Write out, from the entries below, exactly the lines that run between the lines holding "[indicate] one point per instance, sample <point>66,280</point>." and "[indicate] one point per instance, sample <point>64,46</point>.", inclusive, and stop there.

[Dataset entries — start]

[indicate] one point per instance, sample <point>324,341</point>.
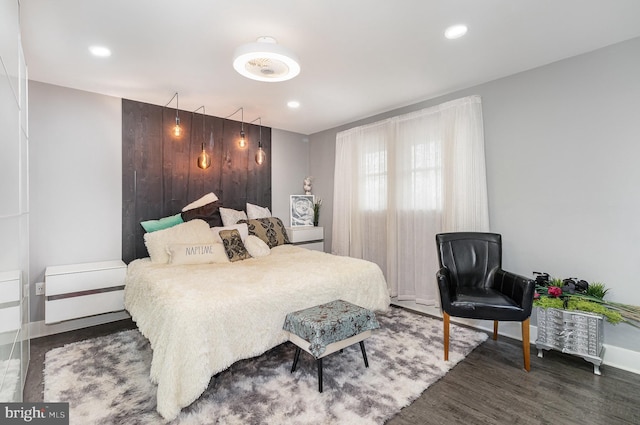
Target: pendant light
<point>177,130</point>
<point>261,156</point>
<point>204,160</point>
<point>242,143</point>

[Dataset entries — finish]
[Dataset entries — start]

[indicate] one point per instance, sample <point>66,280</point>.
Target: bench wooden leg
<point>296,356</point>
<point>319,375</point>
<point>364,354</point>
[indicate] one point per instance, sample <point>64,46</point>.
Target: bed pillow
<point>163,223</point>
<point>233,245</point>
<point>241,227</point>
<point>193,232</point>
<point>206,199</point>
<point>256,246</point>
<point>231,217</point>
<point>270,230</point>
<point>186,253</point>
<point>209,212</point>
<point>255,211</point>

[Dataset entries — finish]

-- Output of the exercise --
[indicate] one point per instance, sample <point>66,280</point>.
Target: bench wooden leg
<point>296,356</point>
<point>319,375</point>
<point>364,354</point>
[indicate] one point per instance, sample <point>64,46</point>.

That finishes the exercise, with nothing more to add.